It doesn’t feel like it yet – it’s still warm, humid and cloudy here in Virginia – but fall is coming and before my next issue comes out, the weather will have probably turned just cold enough for some people to start getting sick. It’s worth it now to talk a little about why that happens. It will also give us a chance to talk about a very important element of staying healthy: being able to change. Being able to change with the seasons, and with other natural changes that occur in life, is one of the keys to keeping yourself properly nourished. One reason why so many diets fail is because they are rigid. You may need to eat differently if you move, get a new job, enter into a relationship, exercise more, get sick, etc. Many people change their diet and lifestyle if they themselves want to change ( i.e. lose weight or build muscle), but not many do so because of changes forced on them. It’s not as urgent in this world of air conditioning and oil heating, but having the power to adapt is still very important.

Autumn is getting close to the hibernation time, and although we’re not ready to curl up yet, it’s a period where harvesting occurs and projects should be getting near the wrapping-up stage. At the same time it’s a new beginning for things that weren’t feasible in the summer months. It’s a good period for transition towards more “interior” activity like studying, contemplation, and spending time with your friends and family. Daily exercise is also a very good idea for keeping your body warm and your blood flowing. Sometimes the shorter days sneak up on us and catch us still living a summer lifestyle, i.e. leaving the windows open or walking around in shorts. I’d say, don’t try to endure it: it’s only going to get colder. Make some tea and put a sweater on. And, especially, protect your neck. This is the season when the lungs and the large intestine are the organs most susceptible to both healing and to illness. Many people get mucus-y colds and coughs around this time for two reasons: coldness is penetrating the poorly protected body and weakening its immune function, leaving it susceptible to viruses; the large intestine, in its sensitive state, allows more waste to re-enter the system and weaken the body. The latter is more likely in those who are constipated and/or have a “congesting” diet high in fat, dairy products, fried foods, and refined grains – all of which lack fiber and are very hard for the body to eliminate. Eat plenty of root vegetables (there’s a recipe at the bottom), drink hot tea as opposed to anything with milk or sugar, and if you do get sick, try that magical vampire-repellant: garlic. It wasn’t worn around superstitious peoples’ necks for nothing. Garlic is extremely warming and lethal to bacteria. Its beneficial properties come from the essential oil contained within it, which can be extracted and then rubbed on congested chests or the bottom of your feet to help prevent or reduce colds.

══════════════════════════════

■ **WHAT IS NEEDED**
Continue the passage on staying healthy in autumn, starting after its last sentence about rubbing garlic oil on congested chests or the bottom of the feet.

■ **SOURCE MATERIAL**
══════════════════════════════

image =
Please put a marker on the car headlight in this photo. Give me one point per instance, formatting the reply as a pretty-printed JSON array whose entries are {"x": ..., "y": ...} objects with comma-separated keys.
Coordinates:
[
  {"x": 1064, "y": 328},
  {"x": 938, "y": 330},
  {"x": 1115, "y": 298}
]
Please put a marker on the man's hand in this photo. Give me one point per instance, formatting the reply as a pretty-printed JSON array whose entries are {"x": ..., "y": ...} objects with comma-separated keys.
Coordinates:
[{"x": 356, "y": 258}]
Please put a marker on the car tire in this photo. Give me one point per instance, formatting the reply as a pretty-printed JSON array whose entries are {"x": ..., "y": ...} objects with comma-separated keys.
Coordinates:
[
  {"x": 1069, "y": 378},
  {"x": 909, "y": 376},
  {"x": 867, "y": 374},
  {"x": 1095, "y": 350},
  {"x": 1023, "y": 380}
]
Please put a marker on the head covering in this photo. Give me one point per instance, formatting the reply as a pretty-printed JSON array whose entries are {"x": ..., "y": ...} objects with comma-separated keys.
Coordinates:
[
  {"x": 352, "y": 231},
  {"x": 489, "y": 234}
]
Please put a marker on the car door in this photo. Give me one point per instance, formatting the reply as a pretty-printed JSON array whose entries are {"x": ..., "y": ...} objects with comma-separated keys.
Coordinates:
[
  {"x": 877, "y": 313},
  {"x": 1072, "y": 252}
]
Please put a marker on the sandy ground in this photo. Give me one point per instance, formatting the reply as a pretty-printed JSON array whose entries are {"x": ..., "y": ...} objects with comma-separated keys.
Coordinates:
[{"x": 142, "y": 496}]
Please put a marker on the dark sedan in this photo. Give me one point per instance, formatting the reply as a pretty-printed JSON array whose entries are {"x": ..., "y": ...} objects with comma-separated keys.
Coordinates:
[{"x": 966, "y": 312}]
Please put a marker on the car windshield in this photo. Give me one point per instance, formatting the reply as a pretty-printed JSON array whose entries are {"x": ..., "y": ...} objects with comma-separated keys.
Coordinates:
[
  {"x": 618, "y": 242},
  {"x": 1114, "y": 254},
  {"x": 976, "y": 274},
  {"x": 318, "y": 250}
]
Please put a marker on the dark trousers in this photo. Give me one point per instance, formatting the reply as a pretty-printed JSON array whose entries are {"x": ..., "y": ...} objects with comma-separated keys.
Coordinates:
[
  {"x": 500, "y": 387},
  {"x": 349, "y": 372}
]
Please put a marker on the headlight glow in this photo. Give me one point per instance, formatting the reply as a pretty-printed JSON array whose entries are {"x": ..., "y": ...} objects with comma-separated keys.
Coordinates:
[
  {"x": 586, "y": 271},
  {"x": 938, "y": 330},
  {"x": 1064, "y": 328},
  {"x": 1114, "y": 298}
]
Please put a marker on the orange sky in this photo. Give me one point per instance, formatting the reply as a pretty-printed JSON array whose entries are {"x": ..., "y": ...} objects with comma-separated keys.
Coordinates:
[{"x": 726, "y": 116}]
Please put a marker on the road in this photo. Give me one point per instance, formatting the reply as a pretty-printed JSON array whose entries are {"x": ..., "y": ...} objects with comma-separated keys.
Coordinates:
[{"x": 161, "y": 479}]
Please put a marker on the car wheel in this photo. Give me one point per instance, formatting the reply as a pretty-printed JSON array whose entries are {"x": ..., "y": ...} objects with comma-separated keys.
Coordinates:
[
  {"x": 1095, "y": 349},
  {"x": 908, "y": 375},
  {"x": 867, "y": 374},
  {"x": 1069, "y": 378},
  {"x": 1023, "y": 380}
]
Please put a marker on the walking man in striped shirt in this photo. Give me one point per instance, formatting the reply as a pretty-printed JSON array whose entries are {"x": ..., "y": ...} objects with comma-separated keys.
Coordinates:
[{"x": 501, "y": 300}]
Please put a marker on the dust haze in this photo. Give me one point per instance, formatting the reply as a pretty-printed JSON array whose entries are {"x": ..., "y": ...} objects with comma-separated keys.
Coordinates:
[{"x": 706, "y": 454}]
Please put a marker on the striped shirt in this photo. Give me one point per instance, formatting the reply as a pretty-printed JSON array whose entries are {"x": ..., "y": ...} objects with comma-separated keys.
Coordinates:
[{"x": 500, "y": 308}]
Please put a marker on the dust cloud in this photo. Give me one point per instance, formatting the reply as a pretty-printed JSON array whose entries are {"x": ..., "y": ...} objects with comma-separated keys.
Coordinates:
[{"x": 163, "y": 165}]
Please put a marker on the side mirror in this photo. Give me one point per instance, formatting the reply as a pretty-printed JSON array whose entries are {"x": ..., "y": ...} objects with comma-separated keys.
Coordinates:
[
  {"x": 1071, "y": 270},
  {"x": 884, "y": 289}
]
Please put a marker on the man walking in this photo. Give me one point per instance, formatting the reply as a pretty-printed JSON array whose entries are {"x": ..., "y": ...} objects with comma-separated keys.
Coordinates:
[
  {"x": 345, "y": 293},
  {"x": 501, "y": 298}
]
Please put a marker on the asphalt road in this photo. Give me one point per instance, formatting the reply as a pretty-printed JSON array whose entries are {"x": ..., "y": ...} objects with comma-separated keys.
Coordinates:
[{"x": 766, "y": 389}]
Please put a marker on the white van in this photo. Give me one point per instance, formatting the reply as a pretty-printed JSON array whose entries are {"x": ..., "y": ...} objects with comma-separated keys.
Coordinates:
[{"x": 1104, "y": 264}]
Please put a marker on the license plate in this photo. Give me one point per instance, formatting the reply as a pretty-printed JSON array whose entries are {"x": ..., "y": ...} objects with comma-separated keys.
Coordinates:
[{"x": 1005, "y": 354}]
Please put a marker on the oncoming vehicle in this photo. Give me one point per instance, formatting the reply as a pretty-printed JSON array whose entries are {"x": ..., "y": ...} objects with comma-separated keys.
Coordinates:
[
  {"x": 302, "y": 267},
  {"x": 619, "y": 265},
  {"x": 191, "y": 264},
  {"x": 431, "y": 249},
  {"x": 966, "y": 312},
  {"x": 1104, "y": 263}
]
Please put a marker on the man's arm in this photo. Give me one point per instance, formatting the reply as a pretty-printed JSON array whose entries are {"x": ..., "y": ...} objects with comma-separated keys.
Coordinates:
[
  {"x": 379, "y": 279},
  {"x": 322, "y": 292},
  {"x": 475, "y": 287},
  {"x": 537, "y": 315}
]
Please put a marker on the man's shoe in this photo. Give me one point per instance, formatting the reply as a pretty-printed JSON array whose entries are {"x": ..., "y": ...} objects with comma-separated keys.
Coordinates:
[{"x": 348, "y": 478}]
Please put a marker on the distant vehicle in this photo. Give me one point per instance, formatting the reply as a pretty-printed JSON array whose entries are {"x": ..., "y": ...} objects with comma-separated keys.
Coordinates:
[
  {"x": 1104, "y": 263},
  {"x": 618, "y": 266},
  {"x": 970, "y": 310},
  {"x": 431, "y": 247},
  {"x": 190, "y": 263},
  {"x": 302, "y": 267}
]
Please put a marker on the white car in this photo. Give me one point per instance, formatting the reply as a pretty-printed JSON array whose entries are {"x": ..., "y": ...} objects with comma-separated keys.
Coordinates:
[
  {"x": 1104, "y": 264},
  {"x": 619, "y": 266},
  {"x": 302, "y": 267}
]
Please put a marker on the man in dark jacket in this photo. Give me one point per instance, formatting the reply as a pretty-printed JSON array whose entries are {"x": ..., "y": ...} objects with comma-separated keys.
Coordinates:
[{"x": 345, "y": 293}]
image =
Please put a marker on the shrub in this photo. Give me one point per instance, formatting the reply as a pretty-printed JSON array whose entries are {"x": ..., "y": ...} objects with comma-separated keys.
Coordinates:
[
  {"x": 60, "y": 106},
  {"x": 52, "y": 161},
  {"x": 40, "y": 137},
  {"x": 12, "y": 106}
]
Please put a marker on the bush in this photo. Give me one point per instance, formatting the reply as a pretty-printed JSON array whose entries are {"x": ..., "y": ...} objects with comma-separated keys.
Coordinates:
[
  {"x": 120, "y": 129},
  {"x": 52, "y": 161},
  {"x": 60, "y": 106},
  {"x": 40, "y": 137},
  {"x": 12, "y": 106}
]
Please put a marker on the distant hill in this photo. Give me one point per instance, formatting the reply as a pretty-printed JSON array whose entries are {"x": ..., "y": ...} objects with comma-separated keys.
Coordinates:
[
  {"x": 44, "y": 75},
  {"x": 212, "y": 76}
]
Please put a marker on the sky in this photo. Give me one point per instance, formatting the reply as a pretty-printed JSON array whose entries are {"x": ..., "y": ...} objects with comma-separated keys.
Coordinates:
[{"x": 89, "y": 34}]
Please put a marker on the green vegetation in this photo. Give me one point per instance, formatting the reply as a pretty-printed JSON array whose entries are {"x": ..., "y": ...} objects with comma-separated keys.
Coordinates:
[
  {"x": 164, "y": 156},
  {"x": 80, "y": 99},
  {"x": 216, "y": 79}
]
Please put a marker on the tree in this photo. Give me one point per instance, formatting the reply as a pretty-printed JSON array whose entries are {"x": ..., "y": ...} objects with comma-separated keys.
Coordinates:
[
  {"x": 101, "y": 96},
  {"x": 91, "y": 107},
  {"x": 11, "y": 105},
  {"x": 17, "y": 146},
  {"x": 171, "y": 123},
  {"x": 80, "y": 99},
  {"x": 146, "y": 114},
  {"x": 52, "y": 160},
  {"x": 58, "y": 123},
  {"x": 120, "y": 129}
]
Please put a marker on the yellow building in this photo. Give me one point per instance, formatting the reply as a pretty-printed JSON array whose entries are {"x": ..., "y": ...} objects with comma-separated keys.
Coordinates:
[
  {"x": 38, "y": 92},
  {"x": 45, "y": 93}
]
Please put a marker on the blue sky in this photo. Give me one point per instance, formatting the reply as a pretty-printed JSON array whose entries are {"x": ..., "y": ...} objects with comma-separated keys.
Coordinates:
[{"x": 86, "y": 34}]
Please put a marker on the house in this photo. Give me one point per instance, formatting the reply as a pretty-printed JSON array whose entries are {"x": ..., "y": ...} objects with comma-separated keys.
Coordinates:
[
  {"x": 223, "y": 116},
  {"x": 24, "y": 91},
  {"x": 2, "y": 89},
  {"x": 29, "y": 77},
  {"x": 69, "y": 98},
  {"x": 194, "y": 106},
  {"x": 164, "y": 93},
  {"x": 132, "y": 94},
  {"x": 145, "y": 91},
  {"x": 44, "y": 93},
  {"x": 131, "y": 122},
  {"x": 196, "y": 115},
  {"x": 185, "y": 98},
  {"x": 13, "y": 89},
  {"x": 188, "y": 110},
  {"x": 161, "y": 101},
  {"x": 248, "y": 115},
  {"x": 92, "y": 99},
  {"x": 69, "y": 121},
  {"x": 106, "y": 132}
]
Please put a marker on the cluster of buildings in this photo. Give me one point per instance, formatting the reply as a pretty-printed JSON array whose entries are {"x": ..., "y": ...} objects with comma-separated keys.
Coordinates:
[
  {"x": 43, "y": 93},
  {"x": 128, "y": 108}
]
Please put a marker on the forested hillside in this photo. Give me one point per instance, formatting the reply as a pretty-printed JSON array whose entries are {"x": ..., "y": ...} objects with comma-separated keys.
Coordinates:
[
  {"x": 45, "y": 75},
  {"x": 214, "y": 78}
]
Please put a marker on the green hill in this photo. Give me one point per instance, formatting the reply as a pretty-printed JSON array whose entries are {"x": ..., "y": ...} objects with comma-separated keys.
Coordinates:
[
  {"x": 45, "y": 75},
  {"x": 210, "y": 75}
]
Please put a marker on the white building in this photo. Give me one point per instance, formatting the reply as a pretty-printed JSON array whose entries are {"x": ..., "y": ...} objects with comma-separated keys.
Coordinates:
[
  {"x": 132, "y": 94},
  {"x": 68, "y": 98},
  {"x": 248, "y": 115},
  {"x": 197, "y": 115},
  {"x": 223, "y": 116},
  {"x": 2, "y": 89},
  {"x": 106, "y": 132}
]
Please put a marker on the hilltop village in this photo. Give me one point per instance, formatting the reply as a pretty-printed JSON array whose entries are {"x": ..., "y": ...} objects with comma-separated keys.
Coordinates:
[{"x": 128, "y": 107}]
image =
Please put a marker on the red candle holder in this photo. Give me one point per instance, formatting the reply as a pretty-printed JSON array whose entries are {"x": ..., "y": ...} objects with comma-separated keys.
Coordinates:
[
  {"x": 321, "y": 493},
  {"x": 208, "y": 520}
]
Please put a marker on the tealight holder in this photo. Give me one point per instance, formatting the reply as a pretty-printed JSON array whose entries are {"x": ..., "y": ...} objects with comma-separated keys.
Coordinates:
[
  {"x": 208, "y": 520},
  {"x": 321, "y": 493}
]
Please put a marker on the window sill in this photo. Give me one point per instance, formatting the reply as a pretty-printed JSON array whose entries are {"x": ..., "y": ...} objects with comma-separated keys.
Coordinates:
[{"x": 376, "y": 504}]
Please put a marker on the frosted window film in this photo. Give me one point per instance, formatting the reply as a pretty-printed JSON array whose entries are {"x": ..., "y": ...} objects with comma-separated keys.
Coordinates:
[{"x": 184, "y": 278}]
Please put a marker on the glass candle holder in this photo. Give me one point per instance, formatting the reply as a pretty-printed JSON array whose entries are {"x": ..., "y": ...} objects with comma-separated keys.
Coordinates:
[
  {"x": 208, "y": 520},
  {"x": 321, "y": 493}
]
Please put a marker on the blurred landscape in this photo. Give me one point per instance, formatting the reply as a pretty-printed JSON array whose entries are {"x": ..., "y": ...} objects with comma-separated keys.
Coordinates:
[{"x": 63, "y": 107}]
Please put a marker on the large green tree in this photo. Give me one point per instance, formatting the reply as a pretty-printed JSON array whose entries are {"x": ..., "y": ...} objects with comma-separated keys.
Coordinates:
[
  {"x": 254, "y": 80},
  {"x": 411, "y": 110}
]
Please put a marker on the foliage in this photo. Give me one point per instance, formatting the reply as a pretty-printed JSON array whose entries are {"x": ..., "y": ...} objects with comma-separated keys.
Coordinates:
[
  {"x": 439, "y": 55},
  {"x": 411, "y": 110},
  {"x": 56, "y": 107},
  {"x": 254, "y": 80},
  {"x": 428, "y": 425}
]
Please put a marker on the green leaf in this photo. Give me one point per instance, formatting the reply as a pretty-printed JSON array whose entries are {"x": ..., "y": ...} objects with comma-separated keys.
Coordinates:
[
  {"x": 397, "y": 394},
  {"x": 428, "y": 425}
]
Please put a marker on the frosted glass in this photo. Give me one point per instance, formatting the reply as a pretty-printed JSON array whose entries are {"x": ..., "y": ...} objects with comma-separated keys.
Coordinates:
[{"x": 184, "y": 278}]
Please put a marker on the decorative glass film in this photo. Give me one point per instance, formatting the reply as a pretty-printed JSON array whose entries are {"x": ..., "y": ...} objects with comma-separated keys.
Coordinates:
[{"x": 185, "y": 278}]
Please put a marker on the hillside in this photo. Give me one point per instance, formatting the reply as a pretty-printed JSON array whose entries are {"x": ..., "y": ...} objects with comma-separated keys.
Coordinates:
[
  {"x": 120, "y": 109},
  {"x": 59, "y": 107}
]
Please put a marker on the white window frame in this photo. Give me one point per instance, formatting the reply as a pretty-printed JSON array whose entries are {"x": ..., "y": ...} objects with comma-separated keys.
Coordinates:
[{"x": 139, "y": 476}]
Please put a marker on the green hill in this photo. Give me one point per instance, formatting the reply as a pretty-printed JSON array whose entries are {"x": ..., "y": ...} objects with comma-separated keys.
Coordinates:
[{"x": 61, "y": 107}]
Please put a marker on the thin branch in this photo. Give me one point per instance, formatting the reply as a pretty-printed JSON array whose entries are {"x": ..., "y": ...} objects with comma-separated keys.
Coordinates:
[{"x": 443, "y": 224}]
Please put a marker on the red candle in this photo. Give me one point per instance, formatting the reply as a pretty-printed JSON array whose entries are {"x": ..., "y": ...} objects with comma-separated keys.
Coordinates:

══════════════════════════════

■ **RESULT OF THIS EXERCISE**
To extract garlic oil: peel and chop enough cloves to fill half of a quart jar. Cover with cold-pressed olive oil to about one or two inches above the garlic and place in a sunlit window for five to seven days, shaking once daily. Then strain it well through a cheese cloth, and you have strong smelling garlic oil. The garlic that was soaking can be refrigerated and used in cooking, and the garlic oil will last months and can be used both internally and externally. (This “recipe” comes from Elson Haas’ book Staying Healthy with the Seasons).

Some general recommendations: Eat warming foods, cut down on damp, fried dairy foods, play sports, read books, think about things, finish up old projects, start new projects, watch classic movies, eat raw garlic, and drink tea. Keep your feet and neck warm, and try to get more sleep. And spend some time looking at the leaves changing color! More than anything else, it may help you get in touch with the natural cycle of the year.